→ Stored data:
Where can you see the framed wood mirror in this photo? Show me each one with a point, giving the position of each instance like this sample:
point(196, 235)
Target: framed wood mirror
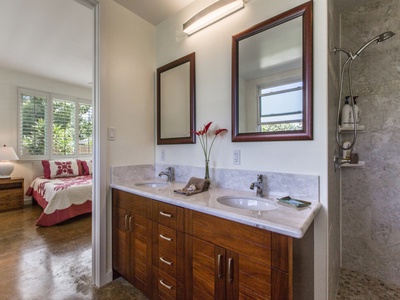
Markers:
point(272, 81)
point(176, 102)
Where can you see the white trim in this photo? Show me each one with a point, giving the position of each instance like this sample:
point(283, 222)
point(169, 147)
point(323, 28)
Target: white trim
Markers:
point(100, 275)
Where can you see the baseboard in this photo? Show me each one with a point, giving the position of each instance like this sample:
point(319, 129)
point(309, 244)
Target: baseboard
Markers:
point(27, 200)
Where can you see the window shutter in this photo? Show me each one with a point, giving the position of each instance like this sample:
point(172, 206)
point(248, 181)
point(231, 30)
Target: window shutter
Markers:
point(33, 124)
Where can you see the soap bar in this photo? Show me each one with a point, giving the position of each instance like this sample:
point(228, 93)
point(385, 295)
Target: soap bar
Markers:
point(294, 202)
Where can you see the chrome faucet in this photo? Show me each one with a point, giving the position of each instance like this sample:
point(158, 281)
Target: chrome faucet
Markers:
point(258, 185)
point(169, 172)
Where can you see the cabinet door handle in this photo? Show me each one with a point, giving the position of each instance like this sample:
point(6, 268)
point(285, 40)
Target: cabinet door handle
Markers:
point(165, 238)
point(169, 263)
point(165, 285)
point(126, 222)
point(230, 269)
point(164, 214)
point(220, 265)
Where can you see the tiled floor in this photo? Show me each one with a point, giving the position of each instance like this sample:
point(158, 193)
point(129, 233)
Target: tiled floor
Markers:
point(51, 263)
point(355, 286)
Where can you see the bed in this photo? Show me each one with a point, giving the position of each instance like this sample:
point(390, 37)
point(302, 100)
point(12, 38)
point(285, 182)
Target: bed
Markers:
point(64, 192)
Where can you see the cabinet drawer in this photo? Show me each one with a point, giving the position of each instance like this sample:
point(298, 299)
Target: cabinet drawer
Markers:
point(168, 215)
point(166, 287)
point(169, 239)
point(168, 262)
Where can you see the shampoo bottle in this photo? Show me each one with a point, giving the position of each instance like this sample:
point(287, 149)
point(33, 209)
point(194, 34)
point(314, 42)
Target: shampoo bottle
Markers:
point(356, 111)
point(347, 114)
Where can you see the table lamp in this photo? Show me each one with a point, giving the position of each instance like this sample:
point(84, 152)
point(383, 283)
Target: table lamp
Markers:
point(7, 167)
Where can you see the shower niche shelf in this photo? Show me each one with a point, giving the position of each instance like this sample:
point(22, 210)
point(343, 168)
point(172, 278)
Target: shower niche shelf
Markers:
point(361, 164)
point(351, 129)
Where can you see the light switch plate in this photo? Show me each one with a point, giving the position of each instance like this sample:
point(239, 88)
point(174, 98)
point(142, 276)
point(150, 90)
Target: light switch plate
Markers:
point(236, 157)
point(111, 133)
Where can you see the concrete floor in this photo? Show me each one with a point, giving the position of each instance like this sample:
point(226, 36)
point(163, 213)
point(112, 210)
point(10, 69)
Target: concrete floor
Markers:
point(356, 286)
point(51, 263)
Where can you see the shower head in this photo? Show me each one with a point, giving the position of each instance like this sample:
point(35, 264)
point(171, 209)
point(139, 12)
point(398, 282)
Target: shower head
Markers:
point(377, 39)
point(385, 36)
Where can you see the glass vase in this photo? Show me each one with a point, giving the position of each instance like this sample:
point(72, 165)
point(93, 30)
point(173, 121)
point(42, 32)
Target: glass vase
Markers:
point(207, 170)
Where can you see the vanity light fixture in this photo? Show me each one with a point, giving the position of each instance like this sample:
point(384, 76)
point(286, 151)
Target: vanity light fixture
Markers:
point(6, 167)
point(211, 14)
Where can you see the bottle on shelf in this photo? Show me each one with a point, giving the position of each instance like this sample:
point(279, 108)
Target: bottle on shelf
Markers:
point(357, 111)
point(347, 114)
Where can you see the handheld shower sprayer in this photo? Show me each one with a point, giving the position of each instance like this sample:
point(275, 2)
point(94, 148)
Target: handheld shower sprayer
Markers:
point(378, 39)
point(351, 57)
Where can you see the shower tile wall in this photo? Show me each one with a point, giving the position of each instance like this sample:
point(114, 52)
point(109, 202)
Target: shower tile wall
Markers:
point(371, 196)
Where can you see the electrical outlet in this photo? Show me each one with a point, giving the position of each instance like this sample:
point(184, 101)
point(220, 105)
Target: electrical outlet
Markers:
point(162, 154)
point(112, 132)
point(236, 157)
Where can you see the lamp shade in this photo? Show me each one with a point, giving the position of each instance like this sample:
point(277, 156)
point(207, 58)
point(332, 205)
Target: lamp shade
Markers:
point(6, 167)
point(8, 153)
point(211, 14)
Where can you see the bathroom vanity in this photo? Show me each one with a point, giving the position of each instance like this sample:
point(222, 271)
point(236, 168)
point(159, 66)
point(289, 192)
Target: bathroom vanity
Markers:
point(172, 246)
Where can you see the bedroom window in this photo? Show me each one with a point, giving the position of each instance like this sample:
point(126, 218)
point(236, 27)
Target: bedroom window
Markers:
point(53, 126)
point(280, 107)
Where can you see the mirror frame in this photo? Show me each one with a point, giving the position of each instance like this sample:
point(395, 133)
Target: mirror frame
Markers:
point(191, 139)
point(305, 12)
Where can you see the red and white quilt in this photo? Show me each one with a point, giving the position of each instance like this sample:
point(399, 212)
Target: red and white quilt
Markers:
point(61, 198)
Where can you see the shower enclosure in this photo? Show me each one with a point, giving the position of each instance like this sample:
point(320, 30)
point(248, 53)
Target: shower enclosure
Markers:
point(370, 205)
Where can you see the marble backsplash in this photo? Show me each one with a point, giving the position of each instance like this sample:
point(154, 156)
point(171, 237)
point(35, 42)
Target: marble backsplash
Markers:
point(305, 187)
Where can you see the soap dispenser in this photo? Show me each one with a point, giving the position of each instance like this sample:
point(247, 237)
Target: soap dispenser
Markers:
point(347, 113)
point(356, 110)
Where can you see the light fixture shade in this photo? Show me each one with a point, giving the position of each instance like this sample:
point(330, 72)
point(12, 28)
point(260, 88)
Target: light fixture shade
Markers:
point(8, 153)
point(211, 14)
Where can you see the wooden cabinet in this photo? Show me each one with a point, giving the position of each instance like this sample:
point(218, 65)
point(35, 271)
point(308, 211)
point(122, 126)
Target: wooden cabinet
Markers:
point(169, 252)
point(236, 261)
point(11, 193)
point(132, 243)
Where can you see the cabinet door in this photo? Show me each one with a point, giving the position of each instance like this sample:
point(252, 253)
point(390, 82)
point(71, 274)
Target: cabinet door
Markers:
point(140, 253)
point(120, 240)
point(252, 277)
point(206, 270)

→ Work required: Copy all of the records above word for word, leaving out the pictures.

→ Output:
Where can you see the framed wood mirror in this photo? Show me each one with a point, giving the position of each instance like this sample:
point(196, 235)
Target: framed wood mirror
Markers:
point(272, 81)
point(176, 102)
Where can you see the white trim in this photo? Show me each one with a point, giving the position of each instance like this sample:
point(283, 222)
point(169, 147)
point(323, 28)
Target: white trim
Markers:
point(100, 275)
Where can you see the baseboard in this photo? Show me each one with a point, giving the position of each instance like this sample:
point(319, 129)
point(309, 244)
Target: baseboard
Markers:
point(27, 200)
Where can you see the window shutter in this photo? Show me each one with a point, giving the position of each instance like this sample:
point(172, 206)
point(248, 181)
point(231, 30)
Target: window shutter
Markers:
point(33, 124)
Where can you see the soap bar in this photo? Show me each one with a point, giving the position of each instance like this sample:
point(228, 93)
point(385, 295)
Target: soap bar
Markers:
point(294, 202)
Where can you see the chrome faucet in this photo? Show me each one with a point, giving the position of each instance like this sample:
point(158, 281)
Target: chrome faucet
Markers:
point(258, 185)
point(169, 172)
Where can you see the cabinet door handle in this photo? Show me each one with a point, giving the position of each instance like this sample:
point(6, 268)
point(285, 40)
Target: cabinet door handle
Markers:
point(165, 238)
point(169, 263)
point(165, 285)
point(126, 222)
point(230, 269)
point(164, 214)
point(220, 265)
Where can you see the tiled floor in this photo? Show me each one with a point, giving the position of each instance like this sample:
point(158, 193)
point(129, 233)
Target: tiled floor
Markers:
point(51, 263)
point(355, 286)
Where can you see the bed in this photo? Show me each one with a point, giving the position of each instance like this sample:
point(390, 37)
point(302, 100)
point(12, 38)
point(285, 182)
Target: bed
Markers:
point(64, 192)
Where can you see the cabinet drawer in this photo? Show me each one with a point, giving the position of each instance like this sample:
point(298, 299)
Target: cabinet drawer
Markers:
point(168, 215)
point(166, 287)
point(169, 239)
point(168, 262)
Where can you see the shampoo bottle in this photo? Show me each one with a point, giving the position of each instance like this sample:
point(287, 149)
point(33, 209)
point(194, 34)
point(314, 42)
Target: shampoo bottle
Markers:
point(356, 111)
point(347, 114)
Where can you see the table lamp in this photo? Show me each one with a point, giving the position of each instance like this sample:
point(84, 152)
point(383, 283)
Target: table lamp
Markers:
point(7, 167)
Where can you see the shower niche shelf in this photo? Show me each one with a point, giving the position of each instance like this sample:
point(22, 210)
point(343, 168)
point(172, 278)
Target: shower niche shelf
Markers:
point(361, 164)
point(351, 129)
Where can you see the light switch plate in this photo? Show me each one with a point, giving the position of each instance like this sample:
point(239, 88)
point(174, 98)
point(142, 276)
point(150, 90)
Target: light switch plate
Markers:
point(236, 157)
point(111, 133)
Where can you see the concrete floor in this photo? Show me each one with a point, giving the position of each instance like this sample:
point(226, 36)
point(163, 213)
point(112, 210)
point(10, 69)
Target: concrete floor
Markers:
point(356, 286)
point(51, 263)
Where can you see the shower head in this photo? Show me each one with a point, giving the position of each instance like this sample:
point(35, 264)
point(171, 209)
point(139, 12)
point(398, 282)
Target: shower head
Markers:
point(377, 39)
point(385, 36)
Where can you see the glass vase in this photo? Show me each one with a point, giving the position of each instance like this sample:
point(72, 165)
point(93, 30)
point(173, 121)
point(42, 32)
Target: glass vase
Markers:
point(207, 170)
Where can you see the vanity light fixture in this photo? Show me each one with a point, giving the position of each instance like this sample:
point(384, 76)
point(286, 151)
Target: vanity light fixture
Markers:
point(6, 167)
point(211, 14)
Where can you see the bottle on shelf in this photo? Show me each one with a point, giving the position of each instance like this sample:
point(279, 108)
Target: bottle on shelf
Markers:
point(357, 111)
point(347, 114)
Where can you see the handheld shower sprayer in this photo? Show me each one with a point, giving the position of each instance like this sample:
point(275, 2)
point(94, 148)
Target: handheld shower sprayer
Markers:
point(378, 39)
point(351, 57)
Where can you see the shower tile wall in this photo? Show me each one with a point, giving the position of each instance like this sample:
point(114, 52)
point(109, 202)
Target: shower tile wall
Markers:
point(371, 196)
Where can you see the electrical outlet in this photo? Show me each one with a point, giving the position of each instance like this sample:
point(184, 101)
point(220, 105)
Target: electrical outlet
Markers:
point(162, 154)
point(112, 132)
point(236, 157)
Where can you see the lamp shade in this photo? Show me each one with a point, giving the position of each instance like this sample:
point(277, 156)
point(207, 58)
point(332, 205)
Target: lamp shade
Markers:
point(6, 167)
point(8, 153)
point(211, 14)
Where can you see the bathroom vanity in this photo? Show me each one with a point, giving the position of each instance like this sample:
point(222, 271)
point(236, 168)
point(159, 66)
point(289, 192)
Target: bathroom vanity
Markers:
point(172, 246)
Where can you see the bedroom window in this photo? Show me each one with a point, giving the position of each instance like this sample:
point(126, 218)
point(236, 27)
Target: bedroom window
Markers:
point(53, 126)
point(280, 107)
Where can you see the mirror frame in this photo? Show me each one with a point, giving the position of each instance like this sample:
point(395, 133)
Target: mirror frame
Markers:
point(191, 139)
point(305, 12)
Where can you see the red and white quilt in this photo? Show me each one with a point, giving the position of each instance like this sample:
point(399, 212)
Target: red and white quilt
Markers:
point(61, 198)
Where can you see the shower enclosure in this photo? Show me each one with a point, giving the position of each instance like this sample:
point(320, 30)
point(248, 53)
Target: shower enclosure
Markers:
point(370, 205)
Where can you see the marble backsplash in this photo? Show me each one with a point, giving the position of each instance like this sample:
point(154, 156)
point(171, 237)
point(35, 42)
Target: marble backsplash
Markers:
point(305, 187)
Where can you see the soap dispenser in this photo? Show me each one with a point, giving the position of each instance like this sample:
point(247, 237)
Target: soap dispenser
Markers:
point(347, 113)
point(356, 110)
Where can you see the light fixture shade in this photo? Show me each one with a point, giving the position of each instance like this sample:
point(330, 72)
point(12, 28)
point(260, 88)
Target: light fixture shade
Markers:
point(8, 153)
point(211, 14)
Where can you see the wooden cabinet in this photo? Show me each one with a point, giving the position of each instance like this sample:
point(218, 65)
point(35, 271)
point(308, 211)
point(122, 126)
Target: wooden cabinet
Markers:
point(169, 252)
point(236, 261)
point(11, 193)
point(132, 243)
Where can you see the cabinet door in this photo? Show me each one with a point, giving the position of each instance like this sample:
point(252, 253)
point(390, 82)
point(71, 274)
Target: cabinet door
Markers:
point(140, 253)
point(120, 240)
point(252, 277)
point(206, 270)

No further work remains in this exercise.